(Activity): Lines before the one containing "positive clicks: (133, 148)" are left out; that line and every line after it, through the end of the records, are to be reproduced exactly.
** Opening Exercise inputs block **
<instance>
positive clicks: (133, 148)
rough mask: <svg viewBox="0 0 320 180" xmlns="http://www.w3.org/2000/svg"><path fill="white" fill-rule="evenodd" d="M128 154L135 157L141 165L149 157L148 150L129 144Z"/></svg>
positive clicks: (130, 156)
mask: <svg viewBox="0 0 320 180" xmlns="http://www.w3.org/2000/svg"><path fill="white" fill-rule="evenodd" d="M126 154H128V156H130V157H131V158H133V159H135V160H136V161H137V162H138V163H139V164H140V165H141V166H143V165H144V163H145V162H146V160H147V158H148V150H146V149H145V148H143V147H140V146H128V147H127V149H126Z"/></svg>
** Closing Exercise inputs block **
(Solution to this task):
positive clicks: (133, 148)
rough mask: <svg viewBox="0 0 320 180" xmlns="http://www.w3.org/2000/svg"><path fill="white" fill-rule="evenodd" d="M128 154L135 157L141 165L149 157L148 150L129 144Z"/></svg>
positive clicks: (130, 156)
mask: <svg viewBox="0 0 320 180" xmlns="http://www.w3.org/2000/svg"><path fill="white" fill-rule="evenodd" d="M126 154H128V156H130V157H131V158H133V159H135V160H136V161H137V162H138V163H139V164H140V165H141V166H143V165H144V163H145V162H146V160H147V158H148V150H146V149H145V148H143V147H140V146H128V147H127V149H126Z"/></svg>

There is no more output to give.